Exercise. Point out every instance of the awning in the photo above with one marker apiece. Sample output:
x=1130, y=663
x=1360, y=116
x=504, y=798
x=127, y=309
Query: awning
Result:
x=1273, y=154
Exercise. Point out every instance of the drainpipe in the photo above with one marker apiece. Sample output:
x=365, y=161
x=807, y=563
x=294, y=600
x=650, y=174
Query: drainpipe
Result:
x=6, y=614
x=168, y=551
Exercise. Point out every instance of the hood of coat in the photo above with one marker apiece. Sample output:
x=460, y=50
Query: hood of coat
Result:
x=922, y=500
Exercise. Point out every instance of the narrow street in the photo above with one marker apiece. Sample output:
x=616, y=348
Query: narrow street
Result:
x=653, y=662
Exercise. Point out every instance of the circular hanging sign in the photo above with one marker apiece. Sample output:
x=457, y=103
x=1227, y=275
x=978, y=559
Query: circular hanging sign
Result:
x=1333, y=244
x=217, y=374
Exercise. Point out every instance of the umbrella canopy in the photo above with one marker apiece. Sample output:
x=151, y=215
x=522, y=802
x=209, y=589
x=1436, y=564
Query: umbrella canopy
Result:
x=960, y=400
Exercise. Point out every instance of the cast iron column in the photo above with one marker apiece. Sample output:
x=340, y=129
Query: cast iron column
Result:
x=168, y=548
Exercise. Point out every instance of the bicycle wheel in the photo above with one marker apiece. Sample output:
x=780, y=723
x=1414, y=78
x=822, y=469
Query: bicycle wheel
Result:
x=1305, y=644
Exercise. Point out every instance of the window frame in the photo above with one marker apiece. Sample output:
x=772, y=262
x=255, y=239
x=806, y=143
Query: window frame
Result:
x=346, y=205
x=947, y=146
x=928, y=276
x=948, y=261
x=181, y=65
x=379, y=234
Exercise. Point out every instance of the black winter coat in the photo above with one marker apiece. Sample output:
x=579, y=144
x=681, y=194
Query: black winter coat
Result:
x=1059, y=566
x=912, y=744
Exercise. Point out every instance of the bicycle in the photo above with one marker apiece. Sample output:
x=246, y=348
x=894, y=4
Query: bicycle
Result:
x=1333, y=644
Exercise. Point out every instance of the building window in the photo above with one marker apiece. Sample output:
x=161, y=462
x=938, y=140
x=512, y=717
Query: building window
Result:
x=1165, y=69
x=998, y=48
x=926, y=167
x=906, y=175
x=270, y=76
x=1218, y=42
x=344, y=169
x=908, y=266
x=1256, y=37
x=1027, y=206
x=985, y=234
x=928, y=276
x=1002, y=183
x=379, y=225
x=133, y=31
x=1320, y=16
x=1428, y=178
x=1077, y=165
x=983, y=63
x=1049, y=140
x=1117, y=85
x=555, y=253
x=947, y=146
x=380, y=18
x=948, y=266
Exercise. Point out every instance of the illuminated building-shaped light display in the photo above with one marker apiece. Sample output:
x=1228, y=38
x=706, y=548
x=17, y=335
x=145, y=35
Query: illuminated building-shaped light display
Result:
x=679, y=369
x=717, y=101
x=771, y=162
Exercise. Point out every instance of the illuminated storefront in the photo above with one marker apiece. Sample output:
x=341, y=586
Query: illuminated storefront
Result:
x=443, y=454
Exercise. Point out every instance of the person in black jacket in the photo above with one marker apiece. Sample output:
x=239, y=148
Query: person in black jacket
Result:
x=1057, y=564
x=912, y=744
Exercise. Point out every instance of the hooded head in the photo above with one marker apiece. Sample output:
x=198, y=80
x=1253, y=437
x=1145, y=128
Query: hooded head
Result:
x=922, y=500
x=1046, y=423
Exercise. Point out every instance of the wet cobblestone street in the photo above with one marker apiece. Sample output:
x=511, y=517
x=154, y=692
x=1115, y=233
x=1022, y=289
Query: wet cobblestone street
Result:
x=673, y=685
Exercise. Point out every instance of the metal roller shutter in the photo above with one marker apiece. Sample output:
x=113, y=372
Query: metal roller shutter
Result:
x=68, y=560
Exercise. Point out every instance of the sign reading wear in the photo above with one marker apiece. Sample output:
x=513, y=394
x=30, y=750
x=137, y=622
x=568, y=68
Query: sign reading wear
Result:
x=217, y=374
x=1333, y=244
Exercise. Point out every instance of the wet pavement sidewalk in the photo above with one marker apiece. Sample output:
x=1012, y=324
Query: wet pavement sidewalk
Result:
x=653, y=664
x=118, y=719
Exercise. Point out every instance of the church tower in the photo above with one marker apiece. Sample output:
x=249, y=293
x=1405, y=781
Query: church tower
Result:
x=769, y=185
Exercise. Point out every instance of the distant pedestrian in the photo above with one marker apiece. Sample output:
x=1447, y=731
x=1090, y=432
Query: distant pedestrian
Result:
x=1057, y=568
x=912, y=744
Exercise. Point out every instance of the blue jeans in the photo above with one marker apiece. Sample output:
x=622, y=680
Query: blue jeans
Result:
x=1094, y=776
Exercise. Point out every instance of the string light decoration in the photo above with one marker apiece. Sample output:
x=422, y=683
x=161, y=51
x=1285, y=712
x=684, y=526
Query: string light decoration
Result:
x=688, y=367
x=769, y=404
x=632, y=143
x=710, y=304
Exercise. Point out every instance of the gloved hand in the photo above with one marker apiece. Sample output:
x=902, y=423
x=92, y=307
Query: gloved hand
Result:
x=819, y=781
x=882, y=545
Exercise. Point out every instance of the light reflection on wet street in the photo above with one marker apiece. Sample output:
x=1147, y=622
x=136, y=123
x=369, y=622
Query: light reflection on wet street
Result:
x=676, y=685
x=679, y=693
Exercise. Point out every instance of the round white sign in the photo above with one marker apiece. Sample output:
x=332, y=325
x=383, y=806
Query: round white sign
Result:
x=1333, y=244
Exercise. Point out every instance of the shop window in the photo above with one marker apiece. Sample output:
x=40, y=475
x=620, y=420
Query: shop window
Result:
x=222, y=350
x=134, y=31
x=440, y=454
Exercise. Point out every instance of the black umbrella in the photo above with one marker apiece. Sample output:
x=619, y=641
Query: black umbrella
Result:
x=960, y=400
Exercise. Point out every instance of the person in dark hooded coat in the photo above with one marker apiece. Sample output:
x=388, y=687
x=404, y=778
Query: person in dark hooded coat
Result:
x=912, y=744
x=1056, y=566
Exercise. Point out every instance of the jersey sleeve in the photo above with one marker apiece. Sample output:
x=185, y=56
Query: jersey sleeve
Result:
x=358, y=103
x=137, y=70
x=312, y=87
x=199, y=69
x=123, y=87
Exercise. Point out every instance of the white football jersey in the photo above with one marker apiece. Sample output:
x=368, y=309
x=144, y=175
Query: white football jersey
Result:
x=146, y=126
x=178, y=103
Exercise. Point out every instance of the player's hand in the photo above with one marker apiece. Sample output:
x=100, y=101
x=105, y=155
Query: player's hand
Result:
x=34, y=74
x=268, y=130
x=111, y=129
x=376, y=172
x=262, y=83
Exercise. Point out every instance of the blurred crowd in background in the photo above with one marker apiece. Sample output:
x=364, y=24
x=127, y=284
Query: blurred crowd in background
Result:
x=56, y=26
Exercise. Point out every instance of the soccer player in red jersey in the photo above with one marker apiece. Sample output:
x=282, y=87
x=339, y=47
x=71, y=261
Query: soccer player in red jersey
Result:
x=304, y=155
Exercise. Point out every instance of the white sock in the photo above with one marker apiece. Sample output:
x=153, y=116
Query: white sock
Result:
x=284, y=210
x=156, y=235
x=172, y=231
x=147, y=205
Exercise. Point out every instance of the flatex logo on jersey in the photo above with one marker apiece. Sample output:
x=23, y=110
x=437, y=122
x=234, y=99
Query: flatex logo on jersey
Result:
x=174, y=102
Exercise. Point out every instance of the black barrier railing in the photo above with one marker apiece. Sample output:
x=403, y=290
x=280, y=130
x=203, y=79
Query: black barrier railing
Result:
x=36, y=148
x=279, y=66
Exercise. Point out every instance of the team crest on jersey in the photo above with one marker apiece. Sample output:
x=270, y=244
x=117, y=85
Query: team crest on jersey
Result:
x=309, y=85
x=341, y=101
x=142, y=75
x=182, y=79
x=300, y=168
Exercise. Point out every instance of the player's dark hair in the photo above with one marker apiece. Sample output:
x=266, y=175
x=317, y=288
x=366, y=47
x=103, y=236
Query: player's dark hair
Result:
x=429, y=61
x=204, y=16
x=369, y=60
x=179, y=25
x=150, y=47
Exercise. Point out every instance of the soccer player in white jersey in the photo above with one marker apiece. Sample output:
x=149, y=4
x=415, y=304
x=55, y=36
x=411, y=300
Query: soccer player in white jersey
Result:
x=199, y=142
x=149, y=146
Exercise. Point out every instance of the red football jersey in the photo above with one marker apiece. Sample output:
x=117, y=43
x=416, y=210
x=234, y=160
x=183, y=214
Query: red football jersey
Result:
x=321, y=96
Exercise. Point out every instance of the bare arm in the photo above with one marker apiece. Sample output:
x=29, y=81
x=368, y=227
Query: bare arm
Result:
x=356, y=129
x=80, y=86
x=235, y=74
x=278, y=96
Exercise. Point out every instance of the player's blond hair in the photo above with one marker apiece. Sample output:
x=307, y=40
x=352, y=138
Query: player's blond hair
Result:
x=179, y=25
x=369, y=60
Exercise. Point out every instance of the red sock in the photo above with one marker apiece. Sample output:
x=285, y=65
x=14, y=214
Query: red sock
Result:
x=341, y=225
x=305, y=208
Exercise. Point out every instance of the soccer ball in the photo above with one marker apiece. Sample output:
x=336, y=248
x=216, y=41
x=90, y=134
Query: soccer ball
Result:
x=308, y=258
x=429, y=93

++++++++

• WHAT YOU ARE ASKED TO DO
Copy every line from the records that holds the string "blue".

• RESPONSE TO THE TASK
Exercise. Point out every instance of the blue jeans in the photo above with one marker apiece. Sample output:
Query: blue jeans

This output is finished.